* Records supplied

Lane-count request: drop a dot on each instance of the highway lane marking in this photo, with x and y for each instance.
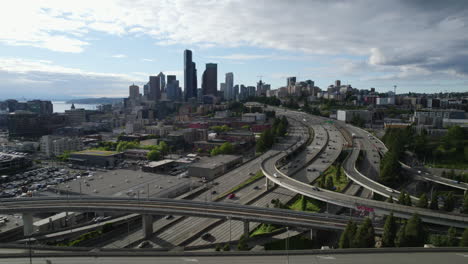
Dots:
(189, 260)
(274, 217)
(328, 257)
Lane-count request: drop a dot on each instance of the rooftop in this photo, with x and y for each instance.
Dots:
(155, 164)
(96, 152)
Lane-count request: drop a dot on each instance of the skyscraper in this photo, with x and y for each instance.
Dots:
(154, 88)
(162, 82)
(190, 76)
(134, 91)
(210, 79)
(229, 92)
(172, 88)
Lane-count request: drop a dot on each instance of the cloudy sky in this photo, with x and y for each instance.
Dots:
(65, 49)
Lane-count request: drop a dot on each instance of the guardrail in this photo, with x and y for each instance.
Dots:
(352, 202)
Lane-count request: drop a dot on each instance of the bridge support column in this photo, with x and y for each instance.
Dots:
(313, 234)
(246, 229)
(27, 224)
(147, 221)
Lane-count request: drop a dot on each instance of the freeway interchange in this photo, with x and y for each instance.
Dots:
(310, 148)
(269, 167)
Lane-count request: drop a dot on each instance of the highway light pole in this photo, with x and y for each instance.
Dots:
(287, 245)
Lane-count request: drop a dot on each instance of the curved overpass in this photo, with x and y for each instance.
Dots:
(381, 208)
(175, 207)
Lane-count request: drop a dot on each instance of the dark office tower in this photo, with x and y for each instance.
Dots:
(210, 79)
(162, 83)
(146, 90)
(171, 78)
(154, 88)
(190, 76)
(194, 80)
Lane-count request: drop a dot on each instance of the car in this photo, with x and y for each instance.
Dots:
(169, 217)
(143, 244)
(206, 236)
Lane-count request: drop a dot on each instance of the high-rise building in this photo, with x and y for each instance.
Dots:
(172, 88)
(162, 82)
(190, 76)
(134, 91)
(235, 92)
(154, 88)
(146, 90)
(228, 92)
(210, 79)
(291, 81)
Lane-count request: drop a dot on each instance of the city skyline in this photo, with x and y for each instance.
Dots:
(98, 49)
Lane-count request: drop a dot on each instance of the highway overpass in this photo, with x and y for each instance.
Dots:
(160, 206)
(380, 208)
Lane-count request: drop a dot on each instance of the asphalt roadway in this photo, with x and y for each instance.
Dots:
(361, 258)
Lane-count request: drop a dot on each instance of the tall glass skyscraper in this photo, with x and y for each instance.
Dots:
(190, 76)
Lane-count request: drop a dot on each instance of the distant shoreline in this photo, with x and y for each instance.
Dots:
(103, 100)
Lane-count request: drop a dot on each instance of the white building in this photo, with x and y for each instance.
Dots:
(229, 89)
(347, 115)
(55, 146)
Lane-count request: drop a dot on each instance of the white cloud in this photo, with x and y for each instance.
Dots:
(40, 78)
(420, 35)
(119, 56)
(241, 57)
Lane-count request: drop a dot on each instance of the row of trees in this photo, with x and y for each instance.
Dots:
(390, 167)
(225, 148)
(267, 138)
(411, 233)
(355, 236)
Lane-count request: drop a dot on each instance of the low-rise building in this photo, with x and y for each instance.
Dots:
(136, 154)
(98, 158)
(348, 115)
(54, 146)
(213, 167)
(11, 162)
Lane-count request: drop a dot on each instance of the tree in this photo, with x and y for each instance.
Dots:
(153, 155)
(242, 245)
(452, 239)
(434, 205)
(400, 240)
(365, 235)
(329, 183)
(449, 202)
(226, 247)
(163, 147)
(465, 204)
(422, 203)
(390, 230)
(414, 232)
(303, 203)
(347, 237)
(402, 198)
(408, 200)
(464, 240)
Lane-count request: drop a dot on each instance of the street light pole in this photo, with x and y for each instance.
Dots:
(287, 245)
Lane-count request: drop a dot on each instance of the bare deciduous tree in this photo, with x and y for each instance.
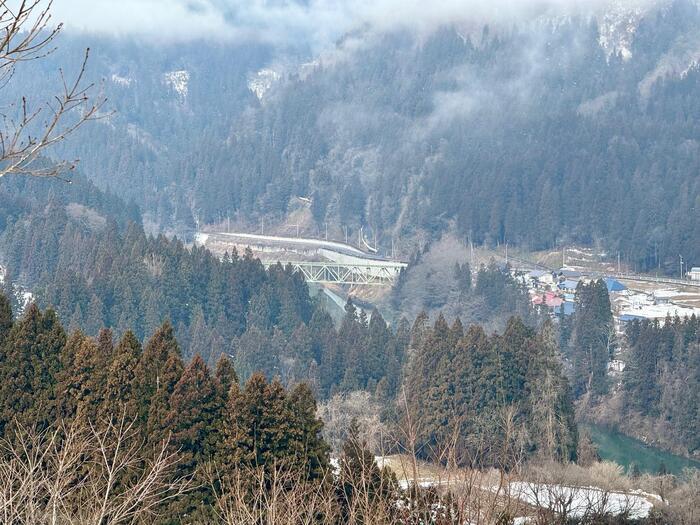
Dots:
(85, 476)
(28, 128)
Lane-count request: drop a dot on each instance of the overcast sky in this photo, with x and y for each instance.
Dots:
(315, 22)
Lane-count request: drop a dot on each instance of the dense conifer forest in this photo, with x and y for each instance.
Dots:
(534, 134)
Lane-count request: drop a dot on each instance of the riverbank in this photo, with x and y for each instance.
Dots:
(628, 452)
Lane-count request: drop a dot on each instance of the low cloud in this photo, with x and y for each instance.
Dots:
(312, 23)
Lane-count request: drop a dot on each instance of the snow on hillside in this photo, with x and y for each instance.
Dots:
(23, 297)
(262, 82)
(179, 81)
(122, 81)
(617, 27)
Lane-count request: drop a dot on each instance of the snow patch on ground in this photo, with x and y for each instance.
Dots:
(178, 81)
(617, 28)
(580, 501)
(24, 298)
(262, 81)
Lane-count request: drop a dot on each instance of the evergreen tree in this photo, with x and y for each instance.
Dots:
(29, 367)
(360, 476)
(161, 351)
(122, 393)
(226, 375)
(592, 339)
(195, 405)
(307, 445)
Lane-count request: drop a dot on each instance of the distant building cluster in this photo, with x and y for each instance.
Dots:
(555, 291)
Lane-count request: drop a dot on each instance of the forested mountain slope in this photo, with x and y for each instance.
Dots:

* Goal
Output the line containing "Lane-count request: drop a dot on each instance of the dense" and all lines after it to the end of the records, exactly as given.

* Solution to this exercise
Lane-count request: drop a dot on each instance of the dense conifer forest in this photo, with x and y for each instance.
Dots:
(534, 134)
Lane-count request: drop a dot on each instance of the riverbank in this photo, with x and y for each instance.
Dots:
(628, 452)
Lane-count request: drop a dot on each instance of the low cloud in this photo, with x and y for each instance.
Dots:
(312, 23)
Lane-count request: drop a dot on each instance of the snow on hillside in this photo, with x and y for each instance.
Dots:
(23, 297)
(262, 82)
(179, 81)
(122, 81)
(617, 27)
Lane-count request: drop a dot on each instance of the snow patch on ground in this photo, with x and y for each instance.
Dots:
(178, 81)
(617, 28)
(580, 501)
(24, 298)
(262, 81)
Lane-count request: drop a dot on each instance of the evergreen tree in this photo, with x and y for each instance.
Dots:
(29, 367)
(360, 476)
(161, 351)
(122, 393)
(226, 375)
(592, 339)
(195, 405)
(307, 445)
Lane-count request: drop a dot on each instance of the distant building cluster in this photo, with x and y for each instance.
Dots:
(555, 291)
Lane-count request: drop a dot on each instance of the forested mountain slope in this photo, with x and y for each instance.
Dots:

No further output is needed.